Check each line of the listing below for the string "sweater", and copy the ones that have it.
'''
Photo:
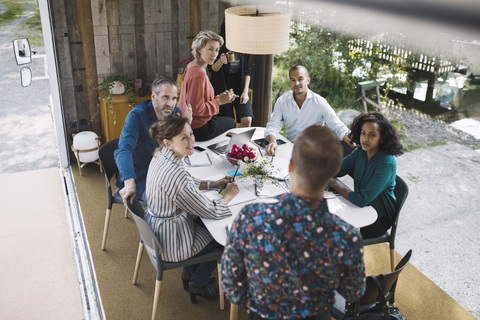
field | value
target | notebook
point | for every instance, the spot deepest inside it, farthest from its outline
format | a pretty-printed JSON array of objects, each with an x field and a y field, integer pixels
[{"x": 238, "y": 139}]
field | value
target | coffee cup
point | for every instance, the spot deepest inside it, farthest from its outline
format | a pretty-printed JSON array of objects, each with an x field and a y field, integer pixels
[{"x": 230, "y": 56}]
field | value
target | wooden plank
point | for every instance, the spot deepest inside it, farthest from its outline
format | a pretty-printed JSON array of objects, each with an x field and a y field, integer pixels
[
  {"x": 89, "y": 72},
  {"x": 113, "y": 14},
  {"x": 63, "y": 53},
  {"x": 160, "y": 49},
  {"x": 99, "y": 14},
  {"x": 151, "y": 56},
  {"x": 126, "y": 12},
  {"x": 174, "y": 41},
  {"x": 209, "y": 15},
  {"x": 102, "y": 54},
  {"x": 168, "y": 55},
  {"x": 167, "y": 9},
  {"x": 140, "y": 51},
  {"x": 184, "y": 47},
  {"x": 262, "y": 89},
  {"x": 128, "y": 54},
  {"x": 195, "y": 17},
  {"x": 58, "y": 16},
  {"x": 116, "y": 61},
  {"x": 149, "y": 12}
]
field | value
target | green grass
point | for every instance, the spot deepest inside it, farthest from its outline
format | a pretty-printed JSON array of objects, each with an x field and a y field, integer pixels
[
  {"x": 35, "y": 22},
  {"x": 14, "y": 11}
]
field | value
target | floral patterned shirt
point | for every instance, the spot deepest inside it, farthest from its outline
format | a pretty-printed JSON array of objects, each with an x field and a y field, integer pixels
[{"x": 284, "y": 260}]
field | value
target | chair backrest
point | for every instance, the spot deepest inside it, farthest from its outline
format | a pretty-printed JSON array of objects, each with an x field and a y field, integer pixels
[
  {"x": 384, "y": 283},
  {"x": 107, "y": 158},
  {"x": 152, "y": 245},
  {"x": 401, "y": 193}
]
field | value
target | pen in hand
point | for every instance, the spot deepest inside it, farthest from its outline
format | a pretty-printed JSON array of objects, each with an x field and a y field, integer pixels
[{"x": 235, "y": 174}]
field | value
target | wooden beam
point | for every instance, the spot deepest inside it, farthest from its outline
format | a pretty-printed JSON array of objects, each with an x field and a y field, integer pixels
[
  {"x": 195, "y": 17},
  {"x": 90, "y": 79},
  {"x": 262, "y": 89}
]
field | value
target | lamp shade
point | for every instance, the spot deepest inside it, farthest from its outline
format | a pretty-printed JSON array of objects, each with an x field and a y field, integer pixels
[{"x": 257, "y": 29}]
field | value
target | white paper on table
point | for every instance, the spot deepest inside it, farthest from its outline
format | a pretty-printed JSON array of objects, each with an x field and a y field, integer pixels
[
  {"x": 243, "y": 196},
  {"x": 198, "y": 159}
]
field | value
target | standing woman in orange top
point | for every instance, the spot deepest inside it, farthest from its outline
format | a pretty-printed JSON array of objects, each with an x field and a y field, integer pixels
[{"x": 198, "y": 92}]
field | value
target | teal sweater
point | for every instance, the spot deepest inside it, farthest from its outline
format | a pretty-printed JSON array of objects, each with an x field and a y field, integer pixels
[{"x": 374, "y": 181}]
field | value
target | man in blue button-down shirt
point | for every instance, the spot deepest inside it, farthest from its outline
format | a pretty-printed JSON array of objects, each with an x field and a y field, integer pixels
[
  {"x": 299, "y": 109},
  {"x": 136, "y": 146}
]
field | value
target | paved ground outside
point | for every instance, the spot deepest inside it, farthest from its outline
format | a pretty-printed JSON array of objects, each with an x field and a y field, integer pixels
[
  {"x": 27, "y": 136},
  {"x": 439, "y": 220}
]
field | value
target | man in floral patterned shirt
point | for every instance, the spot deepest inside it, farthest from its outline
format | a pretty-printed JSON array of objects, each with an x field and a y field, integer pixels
[{"x": 284, "y": 260}]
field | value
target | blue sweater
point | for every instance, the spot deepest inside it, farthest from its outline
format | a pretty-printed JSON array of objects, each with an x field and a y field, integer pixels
[
  {"x": 136, "y": 146},
  {"x": 374, "y": 181}
]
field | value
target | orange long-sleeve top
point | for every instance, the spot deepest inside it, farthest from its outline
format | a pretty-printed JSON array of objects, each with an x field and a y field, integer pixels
[{"x": 198, "y": 92}]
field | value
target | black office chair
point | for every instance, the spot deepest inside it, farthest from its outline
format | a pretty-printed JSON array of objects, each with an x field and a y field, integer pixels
[
  {"x": 379, "y": 289},
  {"x": 107, "y": 159},
  {"x": 401, "y": 193},
  {"x": 154, "y": 250}
]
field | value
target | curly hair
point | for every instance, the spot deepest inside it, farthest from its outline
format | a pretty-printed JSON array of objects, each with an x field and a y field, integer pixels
[
  {"x": 201, "y": 40},
  {"x": 390, "y": 141}
]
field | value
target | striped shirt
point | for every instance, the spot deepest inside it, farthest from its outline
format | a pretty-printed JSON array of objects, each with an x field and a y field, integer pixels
[{"x": 174, "y": 200}]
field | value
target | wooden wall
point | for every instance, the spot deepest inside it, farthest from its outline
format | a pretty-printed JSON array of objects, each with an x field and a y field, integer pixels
[{"x": 142, "y": 38}]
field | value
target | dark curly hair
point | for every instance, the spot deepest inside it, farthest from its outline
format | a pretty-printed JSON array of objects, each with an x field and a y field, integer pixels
[{"x": 390, "y": 143}]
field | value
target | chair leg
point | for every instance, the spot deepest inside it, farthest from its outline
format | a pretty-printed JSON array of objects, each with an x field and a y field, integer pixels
[
  {"x": 220, "y": 290},
  {"x": 137, "y": 263},
  {"x": 392, "y": 259},
  {"x": 155, "y": 298},
  {"x": 233, "y": 311},
  {"x": 105, "y": 229}
]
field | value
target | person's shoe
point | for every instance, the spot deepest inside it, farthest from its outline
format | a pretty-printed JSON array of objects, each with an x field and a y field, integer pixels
[
  {"x": 206, "y": 292},
  {"x": 186, "y": 274},
  {"x": 186, "y": 279}
]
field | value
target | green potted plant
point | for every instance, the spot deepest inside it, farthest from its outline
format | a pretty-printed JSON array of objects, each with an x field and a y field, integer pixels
[
  {"x": 260, "y": 171},
  {"x": 111, "y": 84},
  {"x": 106, "y": 87}
]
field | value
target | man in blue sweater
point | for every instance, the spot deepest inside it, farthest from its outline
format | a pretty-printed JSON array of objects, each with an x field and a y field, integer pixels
[{"x": 136, "y": 146}]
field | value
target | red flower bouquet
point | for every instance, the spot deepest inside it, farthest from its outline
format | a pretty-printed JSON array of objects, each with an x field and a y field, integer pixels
[{"x": 245, "y": 153}]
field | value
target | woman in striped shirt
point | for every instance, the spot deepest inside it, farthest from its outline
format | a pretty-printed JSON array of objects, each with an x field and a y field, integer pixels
[{"x": 175, "y": 203}]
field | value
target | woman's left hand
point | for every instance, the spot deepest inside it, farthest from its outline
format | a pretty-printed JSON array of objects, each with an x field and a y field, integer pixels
[
  {"x": 222, "y": 183},
  {"x": 244, "y": 98}
]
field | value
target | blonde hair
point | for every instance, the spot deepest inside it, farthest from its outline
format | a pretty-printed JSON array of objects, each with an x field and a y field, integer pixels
[{"x": 201, "y": 40}]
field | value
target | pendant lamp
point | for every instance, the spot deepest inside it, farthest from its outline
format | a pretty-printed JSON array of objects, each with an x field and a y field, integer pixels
[{"x": 259, "y": 30}]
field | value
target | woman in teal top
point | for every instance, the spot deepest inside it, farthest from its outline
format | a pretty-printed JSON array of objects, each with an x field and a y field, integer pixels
[{"x": 373, "y": 169}]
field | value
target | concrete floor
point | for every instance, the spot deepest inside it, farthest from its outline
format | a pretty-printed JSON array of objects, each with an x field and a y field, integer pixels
[{"x": 38, "y": 272}]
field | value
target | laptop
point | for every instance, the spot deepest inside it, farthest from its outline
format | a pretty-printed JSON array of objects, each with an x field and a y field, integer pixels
[{"x": 238, "y": 139}]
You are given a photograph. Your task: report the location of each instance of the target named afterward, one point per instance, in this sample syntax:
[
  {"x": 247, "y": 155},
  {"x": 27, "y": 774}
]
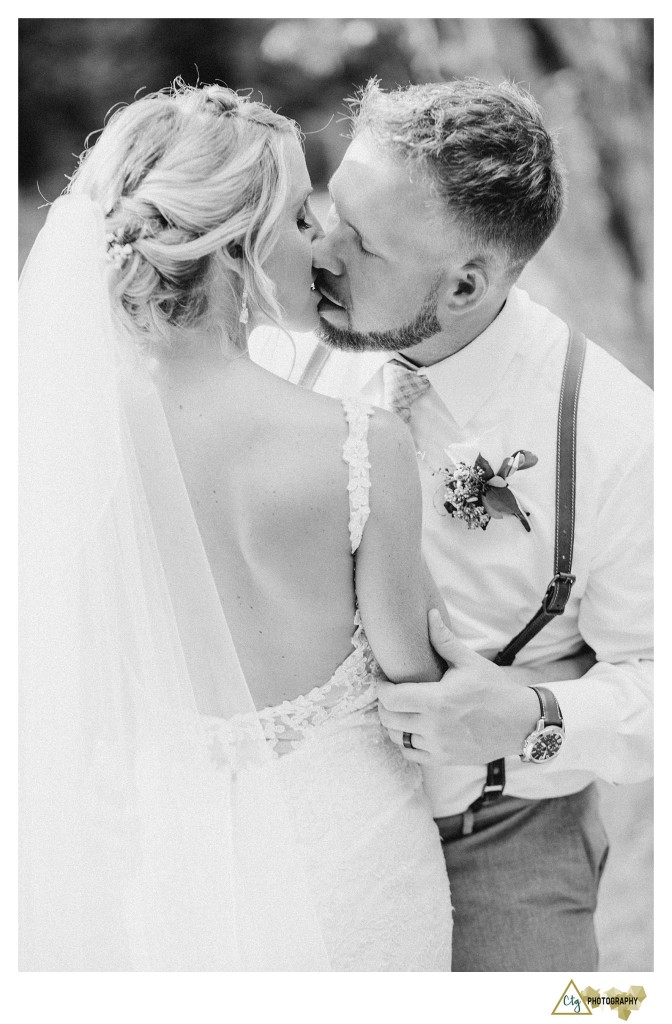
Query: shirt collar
[{"x": 465, "y": 380}]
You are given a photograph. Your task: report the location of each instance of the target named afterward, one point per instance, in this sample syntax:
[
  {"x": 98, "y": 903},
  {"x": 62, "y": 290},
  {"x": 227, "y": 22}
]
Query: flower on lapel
[{"x": 475, "y": 494}]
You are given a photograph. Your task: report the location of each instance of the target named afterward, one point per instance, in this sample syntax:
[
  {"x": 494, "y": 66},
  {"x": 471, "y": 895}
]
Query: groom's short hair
[{"x": 485, "y": 152}]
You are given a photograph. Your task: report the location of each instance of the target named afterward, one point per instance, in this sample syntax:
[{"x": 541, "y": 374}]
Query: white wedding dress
[{"x": 371, "y": 851}]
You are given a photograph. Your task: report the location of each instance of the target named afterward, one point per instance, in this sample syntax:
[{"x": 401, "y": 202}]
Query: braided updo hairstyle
[{"x": 193, "y": 182}]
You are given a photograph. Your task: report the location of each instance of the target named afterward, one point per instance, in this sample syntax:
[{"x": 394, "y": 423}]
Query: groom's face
[{"x": 386, "y": 254}]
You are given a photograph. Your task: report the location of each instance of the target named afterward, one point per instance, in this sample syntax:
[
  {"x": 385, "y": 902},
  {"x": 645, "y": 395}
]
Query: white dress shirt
[{"x": 498, "y": 394}]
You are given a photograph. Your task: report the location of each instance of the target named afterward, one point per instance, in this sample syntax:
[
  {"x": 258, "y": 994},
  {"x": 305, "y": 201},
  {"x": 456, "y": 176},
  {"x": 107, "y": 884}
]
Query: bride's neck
[{"x": 200, "y": 358}]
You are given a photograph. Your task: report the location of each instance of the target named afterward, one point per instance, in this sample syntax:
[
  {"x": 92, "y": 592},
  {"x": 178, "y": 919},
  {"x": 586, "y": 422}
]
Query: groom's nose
[{"x": 325, "y": 254}]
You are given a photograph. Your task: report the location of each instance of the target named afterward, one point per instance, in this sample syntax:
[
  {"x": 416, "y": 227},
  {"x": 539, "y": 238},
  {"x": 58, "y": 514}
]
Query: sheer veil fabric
[{"x": 145, "y": 844}]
'''
- **Result for this exercise**:
target | teal sweater
target | blue sweater
target | man in blue sweater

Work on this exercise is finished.